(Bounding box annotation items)
* * * * * * *

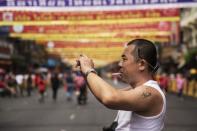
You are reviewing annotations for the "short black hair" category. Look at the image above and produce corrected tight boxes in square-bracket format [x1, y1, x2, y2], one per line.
[127, 39, 158, 72]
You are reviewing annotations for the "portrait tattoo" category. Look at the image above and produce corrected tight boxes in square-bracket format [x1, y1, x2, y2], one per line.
[142, 92, 151, 98]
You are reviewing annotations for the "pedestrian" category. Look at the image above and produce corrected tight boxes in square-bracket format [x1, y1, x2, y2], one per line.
[64, 71, 75, 101]
[51, 73, 60, 101]
[38, 74, 46, 103]
[77, 39, 166, 131]
[74, 73, 87, 105]
[176, 73, 185, 99]
[27, 73, 33, 96]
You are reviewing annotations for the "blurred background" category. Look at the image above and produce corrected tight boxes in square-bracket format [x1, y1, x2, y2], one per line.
[0, 0, 197, 131]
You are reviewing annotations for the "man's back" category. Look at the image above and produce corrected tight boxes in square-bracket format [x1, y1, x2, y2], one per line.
[116, 80, 166, 131]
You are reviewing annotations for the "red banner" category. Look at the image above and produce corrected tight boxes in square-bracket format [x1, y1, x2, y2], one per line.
[0, 9, 179, 21]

* * * * * * *

What is needed: Copy the lines from the start of the items to the line containing "[127, 39, 158, 72]", substituting "long brown hair" for "short black hair" and leaving everything else unchanged. Leave the pictures out.

Answer to the exercise:
You are reviewing annotations for the "long brown hair" category. Look at the image above and produce corrected tight boxes in square-bracket format [x1, y1, x2, y2], one per line.
[127, 39, 158, 72]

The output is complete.